### Source records

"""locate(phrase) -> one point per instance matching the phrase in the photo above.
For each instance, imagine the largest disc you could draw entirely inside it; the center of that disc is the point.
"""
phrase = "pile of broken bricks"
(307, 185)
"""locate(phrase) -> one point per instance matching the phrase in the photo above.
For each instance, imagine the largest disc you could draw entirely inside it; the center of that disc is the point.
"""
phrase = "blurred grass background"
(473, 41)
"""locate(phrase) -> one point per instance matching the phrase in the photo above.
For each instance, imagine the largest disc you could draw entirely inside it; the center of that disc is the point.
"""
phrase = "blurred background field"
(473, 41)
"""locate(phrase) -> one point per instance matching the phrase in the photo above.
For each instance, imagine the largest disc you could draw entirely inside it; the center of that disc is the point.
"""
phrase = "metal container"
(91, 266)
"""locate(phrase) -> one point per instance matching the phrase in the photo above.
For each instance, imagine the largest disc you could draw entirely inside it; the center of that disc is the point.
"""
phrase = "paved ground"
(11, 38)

######

The problem: From the first line to the last, restate the data above exactly.

Exercise solution:
"""locate(phrase) -> one point per instance matching the phrase in the photo above.
For each instance, imagine the largest disc you could draw entirely inside it; the center of that disc is the point.
"""
phrase = "pile of broken bricks"
(307, 185)
"""locate(phrase) -> one point per instance matching the phrase in the photo above.
For each instance, imagine the largest disc you could draw entirely inside it; the center of that disc is the point.
"""
phrase = "blurred grass background"
(473, 41)
"""locate(phrase) -> one point per instance matching the phrase in the photo above.
For each instance, imagine the largest disc you could draw entirely inside it; the center of that disc is the point.
"""
phrase = "blurred background field"
(473, 41)
"""locate(phrase) -> one point per instance matching the phrase in the photo above.
For each instance, imagine the largest disc you could draw entirely inside it; the center of that disc is the point.
"""
phrase = "metal container"
(91, 266)
"""locate(phrase) -> one point per instance matching the phrase in the photo above.
For each instance, imagine the largest disc you could draw entirely inside it; the center of that disc is the point.
"""
phrase = "paved ground"
(11, 38)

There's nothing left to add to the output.